- _Questions_:
1) Answer these questions using the I2E 5.0 announcement:
(a) What does the acronym EASL stand for?
(b) What share of big data does the announcement say is unstructured?
(c) Who is named as Linguamatics CTO and founder?
2) In the I2E 5.0 announcement, shorten the paragraph that begins "Normalization and range search helps users" into a brief bulleted list that keeps its main facts.
3) Reproduce word for word the stretch of the I2E 5.0 announcement from "- Date 1 Dec" through "structured data sources.".

- _Text passage_:
========================================================================
- Date 1 Dec 2016
- Sectors Technology
Innovative ETL (Extract, Transform, Load) technology frees 80% of unstructured data trapped in Data Lakes, enabling high-value knowledge discovery and decision support
Game-changing capabilities in I2E 5.0 include normalization of concepts (e.g. dates, measurements, gene mutations) within unstructured text, advanced range search and a new query language EASL. These capabilities tackle the variety in big data, and accelerate insights from unstructured, semi-structured and structured data sources.
Normalization and range search helps users find key information (e.g. a particular temperature or a range of temperatures) in unstructured text sources regardless of how the information is expressed, and boosts ETL operations by identifying, extracting and standardizing data. Given that around 80-90% of big data is unstructured, these new text mining capabilities allow huge amounts of data to be processed that previously had to be read manually.
‘Imagine trying to find patients for a clinical trial who are between 18 and 65 years old, have any kind of cancer, weigh over 200lbs, and have a specific gene mutation’ said Linguamatics CTO and founder, David Milward. ‘There are so many ways to write down age, weight and gene mutations that most search tools fail to comprehensively find the data variants, let alone identify and match values within the correct ranges (e.g. 18-65 years old and greater than 200lbs). I2E 5.0 extracts and standardizes this critical data, so that organizations can discover information buried within unstructured or semi-structured text.’
The I2E 5.0 release also includes a new query language, EASL (Extraction And Search Language), that allows text mining queries to be described and written in a human-readable text format. EASL can be generated from outside of the I2E platform, supporting custom interfaces, and enhanced workflow automation.
Ryan Owens, Strategic Systems Analyst, Spartanburg Regional Healthcare System commented “Our team is very excited about the new capabilities in I2E 5.0. The ability to use normalization of concepts and relationships – particularly for TNM stages and genetic mutations – will speed and simplify our searches, significantly enhance accuracy of our results, and improve our understanding and use of our data.”
========================================================================
- _Data for analysis_:

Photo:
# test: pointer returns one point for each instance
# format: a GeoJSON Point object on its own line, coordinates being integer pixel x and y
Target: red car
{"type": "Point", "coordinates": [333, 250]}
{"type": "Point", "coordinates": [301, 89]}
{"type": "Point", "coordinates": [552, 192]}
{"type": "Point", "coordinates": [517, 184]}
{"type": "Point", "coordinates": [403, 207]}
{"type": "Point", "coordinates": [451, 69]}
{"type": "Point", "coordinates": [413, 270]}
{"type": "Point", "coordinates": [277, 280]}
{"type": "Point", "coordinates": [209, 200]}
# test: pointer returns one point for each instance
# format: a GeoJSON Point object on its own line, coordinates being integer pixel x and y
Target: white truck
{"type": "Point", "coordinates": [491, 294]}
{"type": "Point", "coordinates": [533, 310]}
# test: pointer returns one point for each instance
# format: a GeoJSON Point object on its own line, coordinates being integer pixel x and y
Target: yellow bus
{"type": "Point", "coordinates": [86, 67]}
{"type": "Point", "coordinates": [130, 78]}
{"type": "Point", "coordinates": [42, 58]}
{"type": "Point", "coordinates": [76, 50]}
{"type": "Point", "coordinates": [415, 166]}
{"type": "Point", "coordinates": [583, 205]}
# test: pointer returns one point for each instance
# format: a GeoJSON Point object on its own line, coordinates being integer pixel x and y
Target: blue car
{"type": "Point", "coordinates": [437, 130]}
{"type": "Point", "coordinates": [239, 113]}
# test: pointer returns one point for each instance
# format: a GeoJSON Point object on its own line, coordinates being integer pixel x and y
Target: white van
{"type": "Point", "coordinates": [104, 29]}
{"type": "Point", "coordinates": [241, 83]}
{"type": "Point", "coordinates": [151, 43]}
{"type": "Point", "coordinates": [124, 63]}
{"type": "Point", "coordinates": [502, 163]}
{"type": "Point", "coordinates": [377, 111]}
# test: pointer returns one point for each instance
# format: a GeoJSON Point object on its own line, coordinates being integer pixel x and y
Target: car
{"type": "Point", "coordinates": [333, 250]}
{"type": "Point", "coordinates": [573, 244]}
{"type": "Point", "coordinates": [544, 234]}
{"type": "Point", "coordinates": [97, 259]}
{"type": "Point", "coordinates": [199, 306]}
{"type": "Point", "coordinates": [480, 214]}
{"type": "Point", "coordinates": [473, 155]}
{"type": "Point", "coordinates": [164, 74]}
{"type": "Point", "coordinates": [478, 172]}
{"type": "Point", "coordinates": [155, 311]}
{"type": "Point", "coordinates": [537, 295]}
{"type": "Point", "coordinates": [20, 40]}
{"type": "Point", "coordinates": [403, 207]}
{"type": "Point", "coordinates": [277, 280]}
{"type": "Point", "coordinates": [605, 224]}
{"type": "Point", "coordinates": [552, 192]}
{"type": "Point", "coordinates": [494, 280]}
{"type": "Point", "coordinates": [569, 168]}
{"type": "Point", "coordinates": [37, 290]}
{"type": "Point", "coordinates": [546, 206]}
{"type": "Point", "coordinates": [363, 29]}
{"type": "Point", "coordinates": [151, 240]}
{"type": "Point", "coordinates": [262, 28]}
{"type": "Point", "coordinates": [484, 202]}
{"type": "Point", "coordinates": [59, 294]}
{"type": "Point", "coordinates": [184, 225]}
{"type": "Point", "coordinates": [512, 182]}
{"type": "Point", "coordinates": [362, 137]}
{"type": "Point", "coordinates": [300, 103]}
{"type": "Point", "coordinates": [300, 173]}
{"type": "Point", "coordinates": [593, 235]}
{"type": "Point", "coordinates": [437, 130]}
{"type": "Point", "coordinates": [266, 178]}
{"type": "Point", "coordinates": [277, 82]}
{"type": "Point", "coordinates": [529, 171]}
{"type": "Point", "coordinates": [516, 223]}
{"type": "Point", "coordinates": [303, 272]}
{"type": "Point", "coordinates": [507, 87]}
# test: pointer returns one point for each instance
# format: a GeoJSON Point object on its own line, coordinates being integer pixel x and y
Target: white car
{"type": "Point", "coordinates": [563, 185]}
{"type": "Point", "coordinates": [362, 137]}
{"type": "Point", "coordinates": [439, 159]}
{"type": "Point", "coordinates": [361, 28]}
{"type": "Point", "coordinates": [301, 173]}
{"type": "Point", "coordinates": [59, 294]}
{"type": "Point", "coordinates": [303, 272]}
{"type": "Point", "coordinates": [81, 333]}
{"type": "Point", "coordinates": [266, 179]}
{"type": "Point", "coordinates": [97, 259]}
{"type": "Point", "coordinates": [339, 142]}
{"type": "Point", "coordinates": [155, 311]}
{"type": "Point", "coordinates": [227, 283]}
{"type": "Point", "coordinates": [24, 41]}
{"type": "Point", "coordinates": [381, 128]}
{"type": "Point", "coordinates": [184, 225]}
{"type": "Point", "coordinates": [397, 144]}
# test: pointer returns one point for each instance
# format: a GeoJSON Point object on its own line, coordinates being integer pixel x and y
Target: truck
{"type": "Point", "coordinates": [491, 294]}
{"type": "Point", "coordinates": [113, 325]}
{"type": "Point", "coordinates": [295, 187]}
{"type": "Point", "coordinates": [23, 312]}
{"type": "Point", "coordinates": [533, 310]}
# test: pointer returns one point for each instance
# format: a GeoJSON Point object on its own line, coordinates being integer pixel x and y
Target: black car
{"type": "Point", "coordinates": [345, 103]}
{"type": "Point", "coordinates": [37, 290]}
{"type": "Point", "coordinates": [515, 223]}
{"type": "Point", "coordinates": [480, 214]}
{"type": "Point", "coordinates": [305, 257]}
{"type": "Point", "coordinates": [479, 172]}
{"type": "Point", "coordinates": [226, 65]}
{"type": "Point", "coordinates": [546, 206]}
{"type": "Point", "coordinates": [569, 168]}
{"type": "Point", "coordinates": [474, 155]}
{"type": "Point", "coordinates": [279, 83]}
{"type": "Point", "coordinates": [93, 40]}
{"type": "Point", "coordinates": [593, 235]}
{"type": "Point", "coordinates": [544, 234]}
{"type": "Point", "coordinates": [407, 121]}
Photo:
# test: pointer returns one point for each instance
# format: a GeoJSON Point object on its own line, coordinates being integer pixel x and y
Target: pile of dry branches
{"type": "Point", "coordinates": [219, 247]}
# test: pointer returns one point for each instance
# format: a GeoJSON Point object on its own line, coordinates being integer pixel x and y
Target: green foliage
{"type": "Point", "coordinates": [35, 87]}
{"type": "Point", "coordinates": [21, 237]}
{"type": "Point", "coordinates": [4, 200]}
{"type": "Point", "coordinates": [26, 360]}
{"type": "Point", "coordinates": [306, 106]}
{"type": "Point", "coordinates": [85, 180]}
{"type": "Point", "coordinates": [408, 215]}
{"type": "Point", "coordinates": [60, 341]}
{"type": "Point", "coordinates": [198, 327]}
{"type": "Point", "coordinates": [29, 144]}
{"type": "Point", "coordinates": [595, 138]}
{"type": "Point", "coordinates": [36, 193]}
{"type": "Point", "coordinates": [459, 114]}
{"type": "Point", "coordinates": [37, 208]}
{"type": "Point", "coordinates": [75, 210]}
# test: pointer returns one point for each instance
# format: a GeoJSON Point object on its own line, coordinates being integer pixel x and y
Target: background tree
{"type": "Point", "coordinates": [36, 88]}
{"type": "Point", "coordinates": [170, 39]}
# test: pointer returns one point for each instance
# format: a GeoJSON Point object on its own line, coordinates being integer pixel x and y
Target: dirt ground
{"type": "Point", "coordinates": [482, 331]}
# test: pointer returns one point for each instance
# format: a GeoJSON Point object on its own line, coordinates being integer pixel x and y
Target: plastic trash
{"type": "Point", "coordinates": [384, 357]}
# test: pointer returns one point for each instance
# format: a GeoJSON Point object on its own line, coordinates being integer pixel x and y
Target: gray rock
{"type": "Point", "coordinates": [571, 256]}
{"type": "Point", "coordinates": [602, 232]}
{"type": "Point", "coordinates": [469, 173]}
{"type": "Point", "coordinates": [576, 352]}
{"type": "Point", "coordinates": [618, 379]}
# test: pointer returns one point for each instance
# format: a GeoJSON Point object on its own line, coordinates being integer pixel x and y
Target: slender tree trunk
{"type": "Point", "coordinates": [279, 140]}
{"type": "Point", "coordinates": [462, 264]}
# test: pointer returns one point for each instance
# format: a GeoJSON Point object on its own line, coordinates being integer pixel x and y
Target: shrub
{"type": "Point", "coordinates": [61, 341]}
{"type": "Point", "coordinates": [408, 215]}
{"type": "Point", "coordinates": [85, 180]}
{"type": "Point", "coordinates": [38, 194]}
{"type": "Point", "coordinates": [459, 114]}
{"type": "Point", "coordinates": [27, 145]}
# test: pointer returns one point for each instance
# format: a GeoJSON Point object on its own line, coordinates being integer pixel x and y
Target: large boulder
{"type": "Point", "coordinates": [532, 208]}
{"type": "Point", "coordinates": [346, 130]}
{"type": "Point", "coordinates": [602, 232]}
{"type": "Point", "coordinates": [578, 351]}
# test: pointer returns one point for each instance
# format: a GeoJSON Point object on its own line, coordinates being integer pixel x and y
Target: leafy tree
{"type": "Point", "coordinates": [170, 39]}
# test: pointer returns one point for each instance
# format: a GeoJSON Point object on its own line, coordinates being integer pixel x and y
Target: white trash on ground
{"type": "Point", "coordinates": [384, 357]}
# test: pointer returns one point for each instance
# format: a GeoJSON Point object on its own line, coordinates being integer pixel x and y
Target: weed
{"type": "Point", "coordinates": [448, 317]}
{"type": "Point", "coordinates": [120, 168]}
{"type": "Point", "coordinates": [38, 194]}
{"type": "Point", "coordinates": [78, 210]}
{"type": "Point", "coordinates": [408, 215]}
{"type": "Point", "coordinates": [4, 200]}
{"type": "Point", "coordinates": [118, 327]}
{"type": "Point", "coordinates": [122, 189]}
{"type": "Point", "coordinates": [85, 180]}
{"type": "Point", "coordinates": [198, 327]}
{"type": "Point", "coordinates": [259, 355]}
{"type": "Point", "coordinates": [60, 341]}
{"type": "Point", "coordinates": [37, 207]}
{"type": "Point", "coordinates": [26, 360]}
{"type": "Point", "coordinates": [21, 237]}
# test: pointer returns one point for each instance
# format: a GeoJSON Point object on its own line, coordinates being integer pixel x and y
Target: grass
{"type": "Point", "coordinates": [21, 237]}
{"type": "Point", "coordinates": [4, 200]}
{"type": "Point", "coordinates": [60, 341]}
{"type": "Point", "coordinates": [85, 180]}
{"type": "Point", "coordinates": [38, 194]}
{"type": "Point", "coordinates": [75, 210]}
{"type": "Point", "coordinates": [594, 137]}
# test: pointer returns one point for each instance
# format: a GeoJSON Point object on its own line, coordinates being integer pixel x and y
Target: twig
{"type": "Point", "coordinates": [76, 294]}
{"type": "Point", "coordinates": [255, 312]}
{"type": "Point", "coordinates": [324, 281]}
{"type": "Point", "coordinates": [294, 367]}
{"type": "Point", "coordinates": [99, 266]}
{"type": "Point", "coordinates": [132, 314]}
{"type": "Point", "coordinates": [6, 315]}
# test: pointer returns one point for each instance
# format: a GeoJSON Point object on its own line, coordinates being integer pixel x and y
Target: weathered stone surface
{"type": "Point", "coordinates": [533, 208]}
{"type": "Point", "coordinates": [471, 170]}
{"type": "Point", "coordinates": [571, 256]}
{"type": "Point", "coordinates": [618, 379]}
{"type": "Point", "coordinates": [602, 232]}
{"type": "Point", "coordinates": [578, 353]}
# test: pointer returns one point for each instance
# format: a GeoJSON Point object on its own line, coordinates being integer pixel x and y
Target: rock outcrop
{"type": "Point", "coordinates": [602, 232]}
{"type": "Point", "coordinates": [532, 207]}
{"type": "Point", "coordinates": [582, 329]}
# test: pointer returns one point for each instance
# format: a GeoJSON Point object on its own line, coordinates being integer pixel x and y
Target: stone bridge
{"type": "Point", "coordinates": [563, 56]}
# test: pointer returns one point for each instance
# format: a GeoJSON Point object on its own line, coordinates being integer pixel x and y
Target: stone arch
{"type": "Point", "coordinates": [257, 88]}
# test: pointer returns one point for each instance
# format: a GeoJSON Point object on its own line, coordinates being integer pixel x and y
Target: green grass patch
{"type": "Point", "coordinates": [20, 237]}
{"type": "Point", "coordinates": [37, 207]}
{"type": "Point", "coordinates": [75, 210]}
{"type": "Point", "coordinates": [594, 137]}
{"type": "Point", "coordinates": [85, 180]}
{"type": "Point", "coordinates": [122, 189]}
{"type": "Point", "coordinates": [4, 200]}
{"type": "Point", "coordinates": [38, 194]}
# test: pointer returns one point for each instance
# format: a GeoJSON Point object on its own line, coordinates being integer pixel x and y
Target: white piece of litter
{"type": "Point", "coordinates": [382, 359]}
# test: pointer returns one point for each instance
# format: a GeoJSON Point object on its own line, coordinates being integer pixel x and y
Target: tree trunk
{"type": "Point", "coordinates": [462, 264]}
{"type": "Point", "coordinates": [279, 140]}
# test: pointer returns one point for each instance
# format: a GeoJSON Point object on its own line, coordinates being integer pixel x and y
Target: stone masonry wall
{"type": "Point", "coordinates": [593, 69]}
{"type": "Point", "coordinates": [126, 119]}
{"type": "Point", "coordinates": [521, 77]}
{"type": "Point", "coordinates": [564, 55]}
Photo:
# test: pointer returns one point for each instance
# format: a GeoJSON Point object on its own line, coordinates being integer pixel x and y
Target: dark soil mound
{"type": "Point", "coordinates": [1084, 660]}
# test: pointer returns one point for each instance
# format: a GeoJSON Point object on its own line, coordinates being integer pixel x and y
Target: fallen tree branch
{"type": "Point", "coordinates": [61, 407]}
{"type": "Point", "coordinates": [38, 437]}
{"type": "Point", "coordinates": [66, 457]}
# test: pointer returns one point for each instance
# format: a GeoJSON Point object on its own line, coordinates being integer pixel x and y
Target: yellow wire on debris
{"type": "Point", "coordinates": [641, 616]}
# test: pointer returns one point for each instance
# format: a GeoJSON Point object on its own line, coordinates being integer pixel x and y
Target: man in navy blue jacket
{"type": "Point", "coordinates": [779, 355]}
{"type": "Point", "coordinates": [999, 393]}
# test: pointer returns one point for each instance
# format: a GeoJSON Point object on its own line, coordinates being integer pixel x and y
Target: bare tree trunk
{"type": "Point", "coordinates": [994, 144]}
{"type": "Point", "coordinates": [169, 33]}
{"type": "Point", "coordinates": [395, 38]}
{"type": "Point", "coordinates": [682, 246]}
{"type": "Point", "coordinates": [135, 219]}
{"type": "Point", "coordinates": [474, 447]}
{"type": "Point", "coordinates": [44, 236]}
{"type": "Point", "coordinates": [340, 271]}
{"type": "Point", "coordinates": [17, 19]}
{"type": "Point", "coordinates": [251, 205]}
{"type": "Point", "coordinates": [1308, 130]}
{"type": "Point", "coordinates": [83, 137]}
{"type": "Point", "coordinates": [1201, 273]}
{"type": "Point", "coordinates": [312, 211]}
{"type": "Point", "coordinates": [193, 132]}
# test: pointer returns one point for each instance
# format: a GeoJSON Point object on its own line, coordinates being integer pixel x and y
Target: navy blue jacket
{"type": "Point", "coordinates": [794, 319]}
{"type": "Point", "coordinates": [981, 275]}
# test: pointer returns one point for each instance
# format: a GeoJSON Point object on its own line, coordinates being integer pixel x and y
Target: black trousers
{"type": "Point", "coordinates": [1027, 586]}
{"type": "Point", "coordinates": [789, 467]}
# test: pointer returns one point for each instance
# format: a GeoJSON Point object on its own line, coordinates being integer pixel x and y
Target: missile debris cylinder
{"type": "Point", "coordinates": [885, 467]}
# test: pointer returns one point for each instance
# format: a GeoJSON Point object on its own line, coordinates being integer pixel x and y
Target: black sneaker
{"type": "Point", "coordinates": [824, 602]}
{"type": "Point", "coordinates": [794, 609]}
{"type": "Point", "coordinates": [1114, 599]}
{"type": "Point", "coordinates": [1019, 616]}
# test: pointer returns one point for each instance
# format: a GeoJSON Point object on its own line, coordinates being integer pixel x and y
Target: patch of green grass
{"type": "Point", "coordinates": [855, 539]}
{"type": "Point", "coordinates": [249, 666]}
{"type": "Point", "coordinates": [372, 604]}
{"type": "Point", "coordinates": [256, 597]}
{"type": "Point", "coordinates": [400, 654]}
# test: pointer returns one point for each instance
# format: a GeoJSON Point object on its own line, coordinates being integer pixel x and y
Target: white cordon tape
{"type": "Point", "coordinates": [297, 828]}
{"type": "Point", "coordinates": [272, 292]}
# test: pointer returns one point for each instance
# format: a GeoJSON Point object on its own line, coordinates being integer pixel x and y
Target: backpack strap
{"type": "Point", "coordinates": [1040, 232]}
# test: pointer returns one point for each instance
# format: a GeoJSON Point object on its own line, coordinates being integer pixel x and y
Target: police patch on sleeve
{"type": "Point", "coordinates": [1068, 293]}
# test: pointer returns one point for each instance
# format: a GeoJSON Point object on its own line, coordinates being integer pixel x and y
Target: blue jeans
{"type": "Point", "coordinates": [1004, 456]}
========================================================================
- _Numbered responses_:
1)
(a) Extraction And Search Language
(b) Around 80-90%
(c) David Milward

2)
- Normalization and range search help users find key information, such as a specific temperature or a range of temperatures, in unstructured text, however it is expressed.
- They boost ETL operations by identifying, extracting and standardizing data.
- About 80-90% of big data is unstructured.
- These capabilities allow large amounts of data to be processed that previously had to be read manually.

3)
- Date 1 Dec 2016
- Sectors Technology
Innovative ETL (Extract, Transform, Load) technology frees 80% of unstructured data trapped in Data Lakes, enabling high-value knowledge discovery and decision support
Game-changing capabilities in I2E 5.0 include normalization of concepts (e.g. dates, measurements, gene mutations) within unstructured text, advanced range search and a new query language EASL. These capabilities tackle the variety in big data, and accelerate insights from unstructured, semi-structured and structured data sources.